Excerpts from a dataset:
*****

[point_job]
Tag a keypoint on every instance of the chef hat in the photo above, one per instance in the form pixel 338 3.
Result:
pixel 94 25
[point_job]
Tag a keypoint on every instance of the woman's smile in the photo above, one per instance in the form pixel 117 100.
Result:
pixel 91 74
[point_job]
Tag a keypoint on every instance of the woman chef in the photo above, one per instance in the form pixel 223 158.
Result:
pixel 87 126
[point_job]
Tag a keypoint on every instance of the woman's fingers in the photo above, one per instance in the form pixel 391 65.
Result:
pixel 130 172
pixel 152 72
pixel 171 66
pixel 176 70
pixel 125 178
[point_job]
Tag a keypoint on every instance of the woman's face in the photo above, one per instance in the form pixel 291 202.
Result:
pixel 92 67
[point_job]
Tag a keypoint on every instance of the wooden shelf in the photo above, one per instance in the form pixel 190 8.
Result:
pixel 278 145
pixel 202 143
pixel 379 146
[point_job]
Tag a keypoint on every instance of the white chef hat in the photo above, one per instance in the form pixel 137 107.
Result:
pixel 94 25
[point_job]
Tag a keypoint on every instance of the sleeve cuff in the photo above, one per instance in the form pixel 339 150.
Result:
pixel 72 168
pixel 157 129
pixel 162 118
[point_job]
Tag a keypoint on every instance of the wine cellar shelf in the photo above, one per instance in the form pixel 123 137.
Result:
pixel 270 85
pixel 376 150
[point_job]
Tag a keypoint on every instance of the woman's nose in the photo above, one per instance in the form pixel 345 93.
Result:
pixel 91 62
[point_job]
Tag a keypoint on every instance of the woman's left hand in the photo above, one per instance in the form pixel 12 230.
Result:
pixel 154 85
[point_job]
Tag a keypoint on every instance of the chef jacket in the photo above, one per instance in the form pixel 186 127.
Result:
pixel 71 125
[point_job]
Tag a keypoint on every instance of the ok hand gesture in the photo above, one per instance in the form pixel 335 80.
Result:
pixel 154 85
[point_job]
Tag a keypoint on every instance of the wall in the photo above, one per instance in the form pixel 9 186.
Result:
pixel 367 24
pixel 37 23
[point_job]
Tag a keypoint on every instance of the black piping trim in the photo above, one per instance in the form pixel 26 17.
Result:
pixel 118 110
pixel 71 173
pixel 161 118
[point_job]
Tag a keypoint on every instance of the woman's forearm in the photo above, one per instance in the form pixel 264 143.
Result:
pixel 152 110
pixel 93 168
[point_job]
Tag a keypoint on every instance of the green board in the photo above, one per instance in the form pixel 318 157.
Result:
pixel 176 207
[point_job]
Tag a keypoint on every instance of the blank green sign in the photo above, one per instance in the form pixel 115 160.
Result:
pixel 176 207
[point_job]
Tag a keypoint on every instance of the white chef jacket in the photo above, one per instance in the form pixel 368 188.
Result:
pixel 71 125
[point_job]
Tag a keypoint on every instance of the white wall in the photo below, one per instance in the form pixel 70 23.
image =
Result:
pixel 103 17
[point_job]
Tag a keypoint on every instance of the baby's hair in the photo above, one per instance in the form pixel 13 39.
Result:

*****

WORK ITEM >>
Count how many lines of the data include the word "green". Your reply should be that number alone.

WRITTEN ANSWER >>
2